→ **TASK DESCRIPTION**
Arrange the lines in the entries below as a numbered list, covering only the stretch from the line containing "Practice step: put" through the end of the entries, and skip any blank lines. Leave the pictures out of your answer.

(Raw records)
▬▬▬

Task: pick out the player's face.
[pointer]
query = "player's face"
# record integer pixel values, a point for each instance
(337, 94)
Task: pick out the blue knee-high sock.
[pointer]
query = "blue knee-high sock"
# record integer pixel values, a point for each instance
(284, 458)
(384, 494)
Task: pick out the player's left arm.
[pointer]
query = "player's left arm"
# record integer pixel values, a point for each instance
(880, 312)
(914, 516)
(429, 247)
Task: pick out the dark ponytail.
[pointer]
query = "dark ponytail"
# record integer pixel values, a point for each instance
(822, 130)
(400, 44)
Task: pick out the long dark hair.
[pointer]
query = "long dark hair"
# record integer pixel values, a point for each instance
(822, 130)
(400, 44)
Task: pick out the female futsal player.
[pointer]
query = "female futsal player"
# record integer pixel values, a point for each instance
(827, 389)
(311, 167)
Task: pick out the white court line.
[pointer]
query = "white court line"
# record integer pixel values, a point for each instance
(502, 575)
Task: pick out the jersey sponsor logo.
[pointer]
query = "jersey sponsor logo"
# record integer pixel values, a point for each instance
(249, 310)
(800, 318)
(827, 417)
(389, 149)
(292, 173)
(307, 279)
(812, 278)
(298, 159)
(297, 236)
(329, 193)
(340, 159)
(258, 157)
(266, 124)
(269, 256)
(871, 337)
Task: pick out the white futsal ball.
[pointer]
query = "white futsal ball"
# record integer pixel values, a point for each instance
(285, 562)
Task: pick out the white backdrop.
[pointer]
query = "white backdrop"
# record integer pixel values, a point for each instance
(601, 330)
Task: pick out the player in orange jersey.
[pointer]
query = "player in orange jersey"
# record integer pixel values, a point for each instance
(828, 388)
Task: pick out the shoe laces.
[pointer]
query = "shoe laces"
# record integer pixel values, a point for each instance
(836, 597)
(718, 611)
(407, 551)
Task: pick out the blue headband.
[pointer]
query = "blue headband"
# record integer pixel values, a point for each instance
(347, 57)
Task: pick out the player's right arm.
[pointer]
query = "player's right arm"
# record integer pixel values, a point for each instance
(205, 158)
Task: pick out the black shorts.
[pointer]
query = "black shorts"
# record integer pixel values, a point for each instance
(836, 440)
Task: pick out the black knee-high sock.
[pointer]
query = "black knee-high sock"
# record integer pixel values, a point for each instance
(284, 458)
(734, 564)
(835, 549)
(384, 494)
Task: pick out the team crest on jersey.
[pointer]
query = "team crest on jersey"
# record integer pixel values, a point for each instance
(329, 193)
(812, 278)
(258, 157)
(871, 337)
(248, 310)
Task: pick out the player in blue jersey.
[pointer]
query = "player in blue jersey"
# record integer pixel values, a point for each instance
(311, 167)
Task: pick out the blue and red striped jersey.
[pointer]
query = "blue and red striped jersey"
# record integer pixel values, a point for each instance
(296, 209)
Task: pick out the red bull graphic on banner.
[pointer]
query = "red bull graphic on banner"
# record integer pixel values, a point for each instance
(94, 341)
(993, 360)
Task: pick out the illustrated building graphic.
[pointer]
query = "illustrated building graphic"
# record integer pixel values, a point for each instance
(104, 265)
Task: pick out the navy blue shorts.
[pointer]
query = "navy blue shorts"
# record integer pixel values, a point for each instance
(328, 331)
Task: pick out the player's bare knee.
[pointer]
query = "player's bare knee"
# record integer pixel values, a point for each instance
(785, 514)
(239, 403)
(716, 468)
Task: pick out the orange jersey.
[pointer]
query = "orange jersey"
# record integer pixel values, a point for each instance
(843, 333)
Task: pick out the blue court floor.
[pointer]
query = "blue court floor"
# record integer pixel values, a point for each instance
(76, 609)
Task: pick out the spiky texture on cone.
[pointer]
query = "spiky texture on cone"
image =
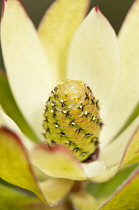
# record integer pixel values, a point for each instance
(72, 119)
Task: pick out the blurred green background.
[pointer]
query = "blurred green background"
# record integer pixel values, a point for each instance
(114, 10)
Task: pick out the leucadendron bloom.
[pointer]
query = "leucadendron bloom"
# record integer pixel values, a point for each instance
(68, 79)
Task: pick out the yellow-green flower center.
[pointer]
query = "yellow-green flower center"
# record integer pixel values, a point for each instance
(72, 119)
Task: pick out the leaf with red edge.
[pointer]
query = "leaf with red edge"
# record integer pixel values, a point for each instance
(14, 163)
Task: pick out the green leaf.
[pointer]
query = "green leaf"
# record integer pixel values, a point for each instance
(9, 105)
(11, 199)
(126, 197)
(103, 190)
(15, 165)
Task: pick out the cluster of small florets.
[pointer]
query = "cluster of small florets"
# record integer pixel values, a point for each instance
(72, 119)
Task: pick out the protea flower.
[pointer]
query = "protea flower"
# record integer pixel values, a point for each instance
(57, 76)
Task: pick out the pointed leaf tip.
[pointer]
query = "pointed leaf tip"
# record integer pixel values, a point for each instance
(97, 8)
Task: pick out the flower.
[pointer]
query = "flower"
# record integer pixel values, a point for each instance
(85, 50)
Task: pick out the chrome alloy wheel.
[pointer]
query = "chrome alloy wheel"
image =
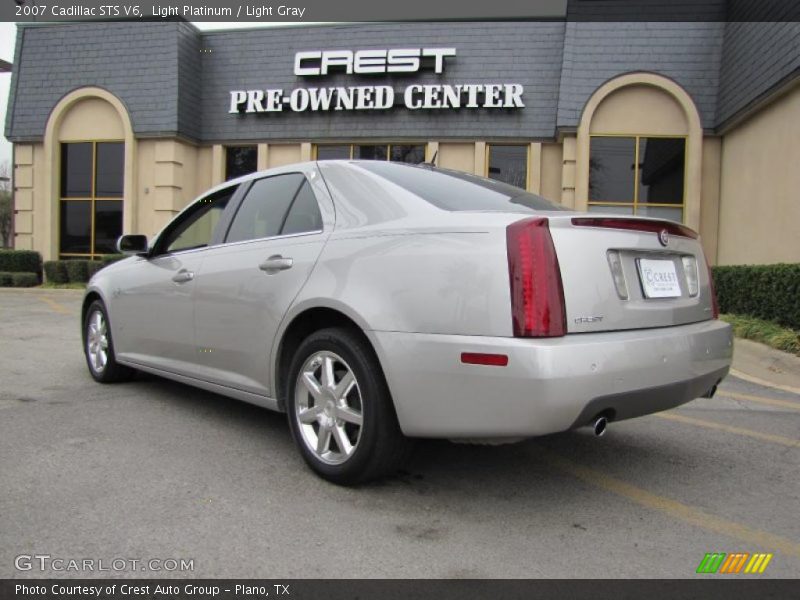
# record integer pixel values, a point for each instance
(97, 341)
(328, 407)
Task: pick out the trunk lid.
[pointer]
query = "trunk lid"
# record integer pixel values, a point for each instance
(599, 255)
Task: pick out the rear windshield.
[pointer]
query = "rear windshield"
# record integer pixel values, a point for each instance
(456, 191)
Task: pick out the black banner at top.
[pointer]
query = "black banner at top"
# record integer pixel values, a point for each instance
(310, 11)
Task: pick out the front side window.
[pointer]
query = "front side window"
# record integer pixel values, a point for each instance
(279, 205)
(195, 227)
(508, 163)
(637, 175)
(240, 160)
(91, 190)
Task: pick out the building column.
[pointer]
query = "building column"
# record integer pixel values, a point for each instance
(22, 180)
(431, 150)
(263, 157)
(480, 159)
(568, 160)
(217, 164)
(535, 168)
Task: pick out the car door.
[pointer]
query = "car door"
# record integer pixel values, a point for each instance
(248, 284)
(154, 308)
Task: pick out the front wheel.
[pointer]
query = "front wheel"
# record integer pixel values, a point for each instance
(340, 410)
(99, 347)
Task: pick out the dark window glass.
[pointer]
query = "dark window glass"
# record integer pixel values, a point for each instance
(76, 226)
(76, 170)
(611, 169)
(304, 214)
(330, 152)
(196, 227)
(370, 152)
(661, 164)
(264, 208)
(453, 190)
(110, 169)
(408, 153)
(509, 164)
(107, 225)
(240, 160)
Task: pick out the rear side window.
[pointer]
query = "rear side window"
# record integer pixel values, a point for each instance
(304, 214)
(456, 191)
(276, 205)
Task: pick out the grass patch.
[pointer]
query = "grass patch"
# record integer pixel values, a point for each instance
(62, 286)
(765, 332)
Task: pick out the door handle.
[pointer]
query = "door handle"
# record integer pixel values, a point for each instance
(183, 276)
(276, 263)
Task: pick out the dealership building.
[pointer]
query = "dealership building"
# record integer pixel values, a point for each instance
(117, 126)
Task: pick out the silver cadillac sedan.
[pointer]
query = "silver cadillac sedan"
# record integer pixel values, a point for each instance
(376, 302)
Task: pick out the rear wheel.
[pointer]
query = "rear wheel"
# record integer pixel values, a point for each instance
(340, 410)
(99, 347)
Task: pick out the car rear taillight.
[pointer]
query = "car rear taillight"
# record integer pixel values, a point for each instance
(713, 291)
(537, 294)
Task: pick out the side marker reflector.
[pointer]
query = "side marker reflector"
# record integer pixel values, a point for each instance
(492, 360)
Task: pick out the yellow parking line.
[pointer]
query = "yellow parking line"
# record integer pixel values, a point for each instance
(60, 308)
(675, 509)
(767, 437)
(760, 399)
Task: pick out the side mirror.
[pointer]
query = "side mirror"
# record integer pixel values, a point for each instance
(132, 244)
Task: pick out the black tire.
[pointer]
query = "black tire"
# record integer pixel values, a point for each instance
(110, 371)
(379, 447)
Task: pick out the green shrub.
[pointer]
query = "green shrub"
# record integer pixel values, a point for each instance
(77, 271)
(769, 292)
(24, 279)
(19, 261)
(55, 271)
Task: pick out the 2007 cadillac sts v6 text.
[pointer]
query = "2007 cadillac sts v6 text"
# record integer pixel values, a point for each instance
(376, 302)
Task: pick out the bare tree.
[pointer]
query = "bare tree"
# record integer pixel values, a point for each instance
(6, 205)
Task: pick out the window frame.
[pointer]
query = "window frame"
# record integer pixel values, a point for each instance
(526, 145)
(234, 146)
(241, 195)
(91, 198)
(635, 178)
(388, 145)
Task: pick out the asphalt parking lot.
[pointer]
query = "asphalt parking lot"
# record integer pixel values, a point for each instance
(155, 469)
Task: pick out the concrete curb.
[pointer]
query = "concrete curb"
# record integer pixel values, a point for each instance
(763, 365)
(38, 290)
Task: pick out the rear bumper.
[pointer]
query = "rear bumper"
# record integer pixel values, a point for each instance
(549, 385)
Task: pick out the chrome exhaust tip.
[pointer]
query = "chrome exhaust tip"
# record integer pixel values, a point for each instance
(599, 426)
(710, 393)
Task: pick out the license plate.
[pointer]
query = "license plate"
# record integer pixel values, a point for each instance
(659, 278)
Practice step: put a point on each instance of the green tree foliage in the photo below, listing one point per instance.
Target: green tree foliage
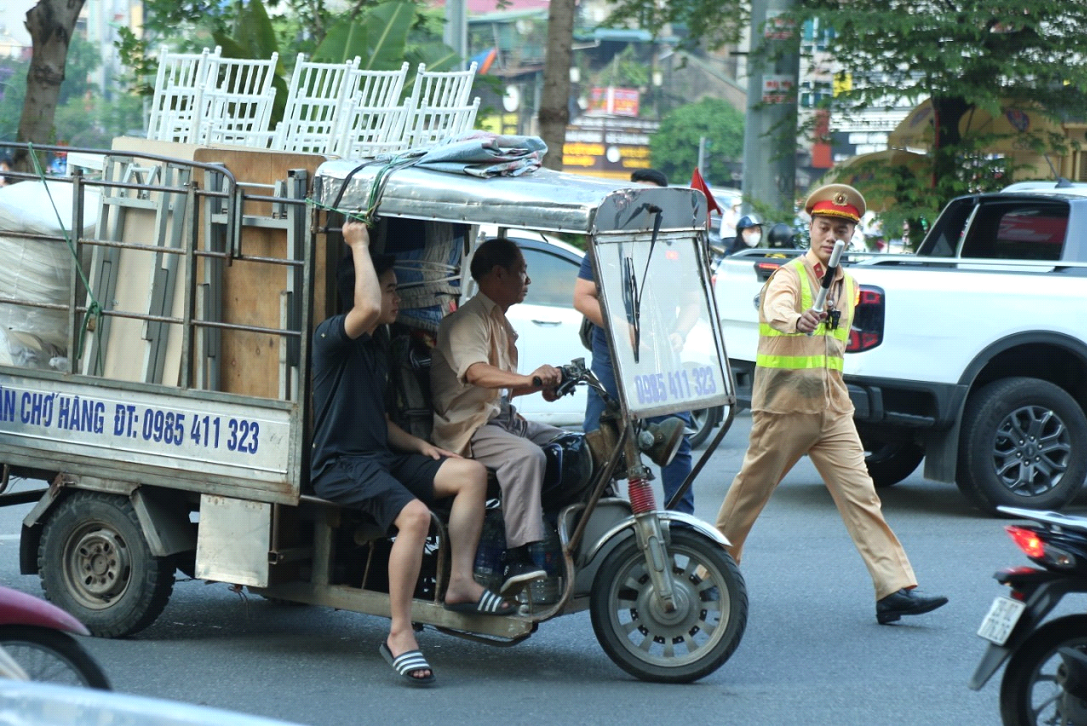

▬▬▬

→ **COMPLETE RESPONSE**
1. Practice step: put a point on each instance of the green tree foliage in the photo below, listing one point per instance.
2. Target: green tree foliage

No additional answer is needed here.